Exercise requirements — Reproduce the records below exactly as shown.

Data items
========

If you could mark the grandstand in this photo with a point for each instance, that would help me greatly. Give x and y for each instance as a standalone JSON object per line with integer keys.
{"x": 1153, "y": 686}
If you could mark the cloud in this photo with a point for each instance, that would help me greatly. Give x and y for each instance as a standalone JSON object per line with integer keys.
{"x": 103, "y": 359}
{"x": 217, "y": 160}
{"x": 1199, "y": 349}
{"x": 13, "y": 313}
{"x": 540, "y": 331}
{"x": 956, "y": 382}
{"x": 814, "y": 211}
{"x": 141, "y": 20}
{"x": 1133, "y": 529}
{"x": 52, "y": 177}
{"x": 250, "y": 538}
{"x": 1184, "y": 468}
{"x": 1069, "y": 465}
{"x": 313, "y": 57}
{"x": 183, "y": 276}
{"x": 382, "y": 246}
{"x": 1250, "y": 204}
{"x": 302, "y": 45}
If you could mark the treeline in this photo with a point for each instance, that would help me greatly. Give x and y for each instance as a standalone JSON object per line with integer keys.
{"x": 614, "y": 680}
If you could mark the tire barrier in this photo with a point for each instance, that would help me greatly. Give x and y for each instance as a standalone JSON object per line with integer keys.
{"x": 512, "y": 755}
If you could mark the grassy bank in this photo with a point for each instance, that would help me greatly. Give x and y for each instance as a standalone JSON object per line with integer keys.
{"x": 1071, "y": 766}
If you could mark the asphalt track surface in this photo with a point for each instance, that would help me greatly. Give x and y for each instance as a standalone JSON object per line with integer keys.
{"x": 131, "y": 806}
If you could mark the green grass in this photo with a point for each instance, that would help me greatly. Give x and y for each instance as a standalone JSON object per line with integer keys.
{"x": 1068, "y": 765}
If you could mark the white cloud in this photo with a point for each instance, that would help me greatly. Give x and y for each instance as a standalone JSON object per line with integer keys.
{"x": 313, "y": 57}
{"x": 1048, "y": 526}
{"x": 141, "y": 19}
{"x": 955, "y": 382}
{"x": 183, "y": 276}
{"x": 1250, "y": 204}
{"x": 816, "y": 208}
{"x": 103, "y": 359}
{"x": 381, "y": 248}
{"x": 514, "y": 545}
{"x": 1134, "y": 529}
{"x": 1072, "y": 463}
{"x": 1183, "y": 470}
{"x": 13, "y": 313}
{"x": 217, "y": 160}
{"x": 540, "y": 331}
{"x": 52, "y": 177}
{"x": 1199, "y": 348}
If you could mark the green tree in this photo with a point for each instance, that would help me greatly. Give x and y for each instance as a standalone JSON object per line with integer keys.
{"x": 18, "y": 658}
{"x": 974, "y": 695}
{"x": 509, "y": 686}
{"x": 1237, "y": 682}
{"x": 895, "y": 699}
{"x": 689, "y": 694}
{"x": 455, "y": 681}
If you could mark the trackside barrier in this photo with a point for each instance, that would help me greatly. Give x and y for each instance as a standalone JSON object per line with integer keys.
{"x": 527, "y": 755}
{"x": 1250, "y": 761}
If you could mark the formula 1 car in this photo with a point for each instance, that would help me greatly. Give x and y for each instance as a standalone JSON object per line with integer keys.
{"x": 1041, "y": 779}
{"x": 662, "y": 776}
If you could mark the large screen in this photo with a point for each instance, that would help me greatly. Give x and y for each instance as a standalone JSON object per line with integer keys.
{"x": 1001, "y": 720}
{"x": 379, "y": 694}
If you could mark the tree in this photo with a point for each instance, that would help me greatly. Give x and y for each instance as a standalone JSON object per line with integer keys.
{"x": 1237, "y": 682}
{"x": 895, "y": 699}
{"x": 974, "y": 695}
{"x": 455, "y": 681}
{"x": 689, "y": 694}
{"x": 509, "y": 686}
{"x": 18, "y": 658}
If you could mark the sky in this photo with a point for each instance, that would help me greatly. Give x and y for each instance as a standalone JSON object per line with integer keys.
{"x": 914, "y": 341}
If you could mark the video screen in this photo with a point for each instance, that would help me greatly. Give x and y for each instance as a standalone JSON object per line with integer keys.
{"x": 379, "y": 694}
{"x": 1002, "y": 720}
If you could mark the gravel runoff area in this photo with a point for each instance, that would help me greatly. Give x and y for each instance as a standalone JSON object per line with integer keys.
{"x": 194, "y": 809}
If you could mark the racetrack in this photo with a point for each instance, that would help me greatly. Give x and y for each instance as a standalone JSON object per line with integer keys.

========

Exercise output —
If you could mark the grandstand in this photo with a point for each instance, that would help me greatly. Give x and y for each instance as a standalone JSON object per line with integer keys.
{"x": 1153, "y": 686}
If you could mark the cloud in this photo with a point for each instance, that would help me greatly. Give x and y for each instance as a standalone JSON object per line with integer keys.
{"x": 103, "y": 359}
{"x": 217, "y": 160}
{"x": 1199, "y": 349}
{"x": 13, "y": 313}
{"x": 540, "y": 331}
{"x": 956, "y": 382}
{"x": 814, "y": 211}
{"x": 141, "y": 20}
{"x": 1133, "y": 529}
{"x": 52, "y": 177}
{"x": 250, "y": 538}
{"x": 1184, "y": 468}
{"x": 1069, "y": 465}
{"x": 313, "y": 57}
{"x": 183, "y": 276}
{"x": 382, "y": 246}
{"x": 1250, "y": 204}
{"x": 302, "y": 45}
If you could mark the treeline in this photo with a point for each instance, that would help me greatly. Give x and y for each instance as a standalone JSON object per line with integer keys.
{"x": 614, "y": 680}
If you could mark the tire barrier in this photo with a point for each instance, that would help me greatly. Give x and y for each instance as a standalone JSON object per line with integer keys.
{"x": 512, "y": 755}
If you could mark the grassy bank in this photo with a point for each instance, that would help me greatly. Give x and y for each instance as a standalone JSON object per line with integer keys.
{"x": 1071, "y": 766}
If you could mark the asphalt track surface in this photo with a point for each instance, that would help me greatly. Give x and y for each instance as a standalone JSON object per line with integer keys.
{"x": 131, "y": 806}
If you could mark the green grass in this photo with a point for each instance, that would help me greatly. Give x and y for each instance as a standalone JSON object per line with integer keys.
{"x": 1068, "y": 765}
If you could mark the white cloud in this photo with a point for each instance, that would help me greatly. Give x and y for each instance as a standalone JSON object per line with integer keys.
{"x": 313, "y": 57}
{"x": 1048, "y": 526}
{"x": 141, "y": 19}
{"x": 955, "y": 382}
{"x": 183, "y": 276}
{"x": 1250, "y": 204}
{"x": 816, "y": 208}
{"x": 103, "y": 359}
{"x": 381, "y": 248}
{"x": 514, "y": 545}
{"x": 1134, "y": 529}
{"x": 1072, "y": 463}
{"x": 1183, "y": 470}
{"x": 13, "y": 313}
{"x": 217, "y": 160}
{"x": 540, "y": 331}
{"x": 52, "y": 177}
{"x": 1199, "y": 348}
If you could mark the green tree in this photo with a point for each instance, that would help me greatly. Give x and y for each instance as a standalone JSON object per line with integer keys.
{"x": 18, "y": 658}
{"x": 974, "y": 695}
{"x": 509, "y": 686}
{"x": 1237, "y": 682}
{"x": 895, "y": 699}
{"x": 689, "y": 694}
{"x": 455, "y": 681}
If you could mark the trackside barrier in this photo with a point for each instance, that would help me greatly. Give x and y for each instance as a standalone JSON object per line with integer keys.
{"x": 527, "y": 755}
{"x": 1250, "y": 761}
If you could mark the formula 1 car in this photo with a point for each instance, that would help me greatly. Give x and y for each instance as a standalone JSON object per line with integer keys.
{"x": 1041, "y": 779}
{"x": 662, "y": 776}
If you could mark the large screen in this photo with a point for each instance, that would help me greatly. Give x and y for each instance as a standalone JSON object per line with integer keys.
{"x": 1001, "y": 720}
{"x": 379, "y": 694}
If you could mark the tree in this photo with a point for each instance, that would help me greatly. Give x and y for each instance as a standalone JSON object per line with integer keys.
{"x": 1237, "y": 682}
{"x": 895, "y": 699}
{"x": 974, "y": 695}
{"x": 455, "y": 681}
{"x": 689, "y": 694}
{"x": 509, "y": 686}
{"x": 18, "y": 658}
If you could mark the sky in this photo with a point for each instance, that would help me greatly. Give x and y for each instance as a standalone JSON object per line with integer keys.
{"x": 914, "y": 341}
If you could mark the video screen in this photo with a point for each instance, that would help me greatly. Give x and y for each instance as a standalone JSON object per line with integer keys.
{"x": 379, "y": 694}
{"x": 1002, "y": 720}
If you could mark the gravel runoff area in this photo with a point for each instance, that would help me greatly. Give x and y for each instance as a standalone JSON object per line with integer keys.
{"x": 194, "y": 809}
If you could mark the racetrack in this photo with a point for each instance, that would help me greatly. Give x and y for each instance as a standalone JSON object per line with integer keys.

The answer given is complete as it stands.